:: WHAT THE TASK REQUIRES ::
Each line below is to be written out in full, exactly as shown.

* * * * * * * * *

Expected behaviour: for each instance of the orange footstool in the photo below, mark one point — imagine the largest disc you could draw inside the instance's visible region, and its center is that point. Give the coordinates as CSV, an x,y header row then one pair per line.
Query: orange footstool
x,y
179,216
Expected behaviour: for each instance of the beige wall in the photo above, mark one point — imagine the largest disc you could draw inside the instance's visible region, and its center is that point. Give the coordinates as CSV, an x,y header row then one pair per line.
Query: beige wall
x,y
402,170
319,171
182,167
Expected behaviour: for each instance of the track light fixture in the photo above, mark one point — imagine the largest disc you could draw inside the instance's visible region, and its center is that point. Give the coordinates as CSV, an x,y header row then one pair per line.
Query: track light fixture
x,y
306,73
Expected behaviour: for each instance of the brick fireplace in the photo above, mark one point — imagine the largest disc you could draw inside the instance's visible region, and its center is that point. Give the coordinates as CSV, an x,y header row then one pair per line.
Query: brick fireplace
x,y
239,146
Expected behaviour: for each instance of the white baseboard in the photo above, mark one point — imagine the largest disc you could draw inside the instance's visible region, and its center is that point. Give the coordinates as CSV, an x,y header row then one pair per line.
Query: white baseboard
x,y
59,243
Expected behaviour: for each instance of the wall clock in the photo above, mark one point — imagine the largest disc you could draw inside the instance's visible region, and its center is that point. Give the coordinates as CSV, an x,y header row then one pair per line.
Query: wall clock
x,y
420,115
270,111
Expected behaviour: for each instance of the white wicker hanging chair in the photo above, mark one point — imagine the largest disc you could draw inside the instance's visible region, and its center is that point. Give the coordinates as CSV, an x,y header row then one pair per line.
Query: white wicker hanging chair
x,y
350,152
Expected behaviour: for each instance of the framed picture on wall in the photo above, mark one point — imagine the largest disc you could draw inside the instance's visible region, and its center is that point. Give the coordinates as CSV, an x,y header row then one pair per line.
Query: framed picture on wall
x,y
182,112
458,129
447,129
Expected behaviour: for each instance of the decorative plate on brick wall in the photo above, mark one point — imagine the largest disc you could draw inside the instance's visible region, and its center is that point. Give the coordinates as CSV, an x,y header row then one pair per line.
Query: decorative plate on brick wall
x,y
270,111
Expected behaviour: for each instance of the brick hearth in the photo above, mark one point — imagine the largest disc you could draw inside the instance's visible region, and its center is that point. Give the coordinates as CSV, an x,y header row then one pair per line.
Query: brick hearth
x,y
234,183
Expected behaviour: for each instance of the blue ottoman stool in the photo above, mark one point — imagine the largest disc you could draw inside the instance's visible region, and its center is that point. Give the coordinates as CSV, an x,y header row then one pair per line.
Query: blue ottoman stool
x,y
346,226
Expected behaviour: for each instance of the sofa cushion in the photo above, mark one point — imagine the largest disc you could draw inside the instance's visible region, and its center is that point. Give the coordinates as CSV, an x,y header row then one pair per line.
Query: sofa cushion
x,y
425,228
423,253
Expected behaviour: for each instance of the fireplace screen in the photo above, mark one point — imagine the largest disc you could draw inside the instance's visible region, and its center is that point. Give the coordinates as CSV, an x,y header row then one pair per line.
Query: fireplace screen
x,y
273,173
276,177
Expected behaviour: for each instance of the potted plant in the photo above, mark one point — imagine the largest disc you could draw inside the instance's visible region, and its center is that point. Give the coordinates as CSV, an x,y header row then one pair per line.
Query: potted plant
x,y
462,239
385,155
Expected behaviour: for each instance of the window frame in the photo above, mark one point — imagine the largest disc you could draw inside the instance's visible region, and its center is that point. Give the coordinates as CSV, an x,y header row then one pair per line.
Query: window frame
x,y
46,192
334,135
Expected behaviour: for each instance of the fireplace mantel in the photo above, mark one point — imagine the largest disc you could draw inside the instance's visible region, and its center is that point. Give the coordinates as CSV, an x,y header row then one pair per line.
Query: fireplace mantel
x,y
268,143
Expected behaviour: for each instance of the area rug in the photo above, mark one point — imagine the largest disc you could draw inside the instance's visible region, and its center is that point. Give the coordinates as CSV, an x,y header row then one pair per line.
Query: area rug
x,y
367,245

* * * * * * * * *

:: SOLUTION TO THE PROBLEM ::
Expected behaviour: for each instance of the orange footstool in the photo below, mark one point — imagine the largest disc you could draw inside the instance's visible region, and its center is that point. Give the coordinates as CSV, an x,y header row then one pair per line.
Query: orange footstool
x,y
179,216
Expected behaviour: for each instance of the beige wall in the photo above, mark one point — imagine the largest disc you could draw inside the instance's visible region, and its center is that point. Give the coordinates as CSV, an x,y header row then one pair per line.
Query: beige wall
x,y
402,170
319,171
182,167
Expected behaviour: for each instance of the track light fixture in the photo above, mark one point — imagine the largest disc you could draw inside the instance's visible region, and its center is that point. Give the coordinates as CSV, an x,y header row then one pair per line.
Query: track light fixture
x,y
306,73
Expected behaviour: for each instance of the brick fireplace in the photo above, mark one point — imagine the largest disc you could draw inside the instance's visible region, and its center is that point. Give the coordinates as CSV, an x,y header row then one pair per line.
Query: brick fireplace
x,y
239,146
Expected behaviour: for each instance of the white baseboard in the photo above, mark one point — imagine the largest disc you could draw inside the instance's visible region, and its center is that point. Give the coordinates as CSV, an x,y header row then one pair per line.
Query: white baseboard
x,y
59,243
Expected behaviour: for each instance of the wall clock in the photo above, mark one point — imagine the largest disc you could draw inside the instance's visible region, and its center is that point. Give the coordinates as CSV, an x,y header row then one pair per line.
Query: wall clock
x,y
420,115
270,111
Expected behaviour: for each instance of the white wicker hanging chair in the photo above, mark one point — imagine the largest disc you could draw inside the instance's visible region, and its center is that point. Give the coordinates as CSV, an x,y header row then one pair per line.
Query: white wicker hanging chair
x,y
350,152
Expected behaviour: for each instance of the framed picture on wall in the photo above, mark one point — imagine the largest disc you could draw inside the instance's visible region, and its center is that point. Give the coordinates as CSV, an x,y header row then one pair per line.
Query: framed picture on wall
x,y
182,112
458,129
447,129
Expected behaviour: for each instance of the decorative plate on brick wall in the photo above, mark one point — imagine the largest disc you could draw inside the instance's visible region, and its center is that point. Give the coordinates as CSV, an x,y header row then one pair per line.
Query: decorative plate on brick wall
x,y
270,111
Expected behaviour: for each instance of the brick hearth in the photo above, mark one point — imagine the largest disc you could draw inside the instance's visible region, and its center is that point. Give the coordinates as CSV, an x,y header row then one pair per line.
Query: brick hearth
x,y
234,183
Expected behaviour: for each instance of the blue ottoman stool in the photo above, mark one point — imagine the largest disc you could draw inside the instance's visible region, and its center is that point. Give the coordinates as CSV, an x,y header row then one pair per line.
Query: blue ottoman stool
x,y
346,226
Expected behaviour: for each instance of the sofa cushion in the photo above, mark one point — imagine the largest disc you could draw inside the instance's visible region, and its center is that point. Give the coordinates as CSV, an x,y header row then one pair per line.
Query: sofa cushion
x,y
425,228
423,253
Expected behaviour: for each instance of the fireplace screen in the photo above, mark one point — imagine the largest disc you could draw inside the instance's visible region, and its center is that point. Give the coordinates as CSV, an x,y header row then one pair per line.
Query: fireplace screen
x,y
273,173
276,177
Expected behaviour: for each instance of the potted plant in the photo above, mark one point — imagine the largest disc you could draw inside the instance's visible region, and its center is that point. Give the coordinates as CSV, an x,y header row then one pair per line.
Query: potted plant
x,y
462,239
385,155
Expected behaviour: for each instance of the window frame in the photo above, mark one point — imagine the largest disc you could draw inside the instance's visible region, and its center is that point. Give the coordinates as CSV, an x,y header row then one pair per line.
Query: window frame
x,y
46,192
334,135
Expected behaviour: for each instance of the fireplace mantel in the photo above, mark one point — imagine the largest disc you could draw inside the instance's visible region, and its center is that point. Give the coordinates as CSV, an x,y header row then one pair per line.
Query: fireplace mantel
x,y
268,143
Expected behaviour: for each instance of the area rug in the photo above, mark one point — imagine the largest disc you could draw inside the instance's visible region, and its center is that point. Give the coordinates as CSV, an x,y header row then one pair per line.
Query: area rug
x,y
367,245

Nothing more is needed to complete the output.